Problem requirements: Make an exact copy of the entries, taking out every picture.

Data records
---------------

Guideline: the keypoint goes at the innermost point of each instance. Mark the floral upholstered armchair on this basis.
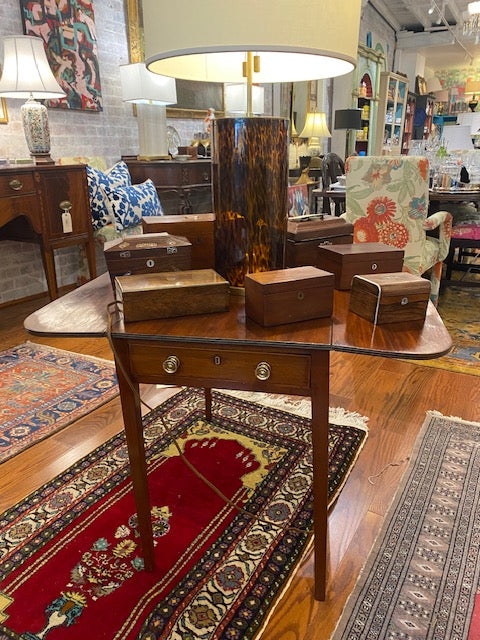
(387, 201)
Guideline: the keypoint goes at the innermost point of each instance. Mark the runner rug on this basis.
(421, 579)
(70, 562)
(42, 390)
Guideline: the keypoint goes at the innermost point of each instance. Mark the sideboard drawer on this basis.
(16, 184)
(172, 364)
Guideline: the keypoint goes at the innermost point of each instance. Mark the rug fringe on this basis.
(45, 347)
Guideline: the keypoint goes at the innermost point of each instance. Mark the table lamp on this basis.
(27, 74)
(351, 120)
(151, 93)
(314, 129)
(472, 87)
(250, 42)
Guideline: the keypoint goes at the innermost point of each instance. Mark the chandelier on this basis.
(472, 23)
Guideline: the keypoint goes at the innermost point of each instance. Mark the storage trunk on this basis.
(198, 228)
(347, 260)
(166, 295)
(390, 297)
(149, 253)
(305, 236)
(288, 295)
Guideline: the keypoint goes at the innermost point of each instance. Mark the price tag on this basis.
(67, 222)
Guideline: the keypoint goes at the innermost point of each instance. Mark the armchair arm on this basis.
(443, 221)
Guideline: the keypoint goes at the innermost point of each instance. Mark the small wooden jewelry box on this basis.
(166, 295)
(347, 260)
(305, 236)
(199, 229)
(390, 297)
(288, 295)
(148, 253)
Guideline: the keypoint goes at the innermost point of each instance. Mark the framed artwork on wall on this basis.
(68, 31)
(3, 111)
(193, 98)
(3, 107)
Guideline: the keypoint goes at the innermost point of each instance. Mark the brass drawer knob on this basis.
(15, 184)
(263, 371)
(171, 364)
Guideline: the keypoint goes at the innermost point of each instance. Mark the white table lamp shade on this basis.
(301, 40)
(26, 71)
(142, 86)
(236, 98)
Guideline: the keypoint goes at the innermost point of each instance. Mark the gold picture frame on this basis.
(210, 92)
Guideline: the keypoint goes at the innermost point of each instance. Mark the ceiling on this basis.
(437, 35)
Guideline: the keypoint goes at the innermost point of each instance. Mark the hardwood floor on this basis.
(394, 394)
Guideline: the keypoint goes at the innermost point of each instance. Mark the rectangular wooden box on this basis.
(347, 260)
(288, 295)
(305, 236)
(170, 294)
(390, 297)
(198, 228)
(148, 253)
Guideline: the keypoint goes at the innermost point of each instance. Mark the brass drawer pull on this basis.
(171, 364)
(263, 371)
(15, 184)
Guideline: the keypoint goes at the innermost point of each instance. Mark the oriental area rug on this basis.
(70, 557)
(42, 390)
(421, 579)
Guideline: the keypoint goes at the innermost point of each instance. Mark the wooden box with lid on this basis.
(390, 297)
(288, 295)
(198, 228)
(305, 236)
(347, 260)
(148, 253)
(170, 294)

---------------

Finished exercise:
Guideline: the keypoint goes at the innermost point of each instance. Mark the floral upholstered armchair on this basis.
(387, 201)
Guideline: the keypoint goes at the innermost point of each instance. Mark the runner rug on this basis.
(421, 579)
(70, 562)
(42, 390)
Guideline: the keypoint goes at the innermost point of each instance. Mark the sideboard drawer on this basis.
(16, 184)
(172, 364)
Guideline: the keypoint goes at the innermost point of each instance. Mark the rug fringe on this basis.
(45, 347)
Guideline: the keypoint goes at the innermost point of each instance. Mark the table lamp on this basis.
(27, 74)
(351, 120)
(151, 93)
(314, 129)
(472, 87)
(250, 42)
Guideline: the keypoint goes at the innermost point of each instance. Mark the chandelier on this basis.
(472, 23)
Guideline: the keypoint goes at the innermost point of each instance. Mark the storage trunk on this basis.
(198, 228)
(347, 260)
(166, 295)
(390, 297)
(149, 253)
(305, 236)
(288, 295)
Guideline: the keypoint goes at the innermost point of each instance. Mark the price tag on this basis.
(67, 222)
Guideline: the keypoint goes at the innermost point of each instance. Mark the armchair arm on this basis.
(443, 221)
Guideline: the keypoint goes at the innermost point of each instance. Mark the small wooden jewelry box on this basis.
(166, 295)
(347, 260)
(305, 236)
(199, 229)
(390, 297)
(288, 295)
(148, 253)
Guideline: the keypoint goes at the innermost point of each instance. Mark the framed artwork on wall on this basis.
(68, 31)
(3, 111)
(193, 98)
(3, 107)
Guideline: the keypoint goes at the innermost point of each instance. Mark the brass drawer knob on this basis.
(15, 184)
(263, 371)
(171, 364)
Guideline: the keypoint goes at the innermost point of each instance. Mark the white table lamp shade on this basis.
(301, 40)
(26, 71)
(142, 86)
(236, 98)
Guideline: the keypoint goes at the innermost point of each instance. Mark the gold picture frame on this basis.
(210, 92)
Guideline: the keypoint goes at the innermost point of each instance. Mark the ceiling on this basis.
(437, 35)
Guideline: the keypoint goes at the innermost point of each instance. Mark the hardwood floor on this basis.
(394, 394)
Guideline: the keypoint goes at the innermost point of each instance. Mark the rectangular wooden box on this basis.
(347, 260)
(288, 295)
(305, 236)
(170, 294)
(390, 297)
(198, 228)
(148, 253)
Guideline: the keypoint goes at the innermost point of each instance. Mark the brass drawer pull on this basis.
(171, 364)
(263, 371)
(15, 184)
Guideline: the keypoint goes at the innermost point of each instance. Mark the oriental area rug on this basis.
(70, 557)
(42, 390)
(421, 579)
Guideline: the keypoint goes at the innermost point of each instance. Mark the wooden box with lid on this basis.
(390, 297)
(288, 295)
(198, 228)
(305, 236)
(347, 260)
(148, 253)
(170, 294)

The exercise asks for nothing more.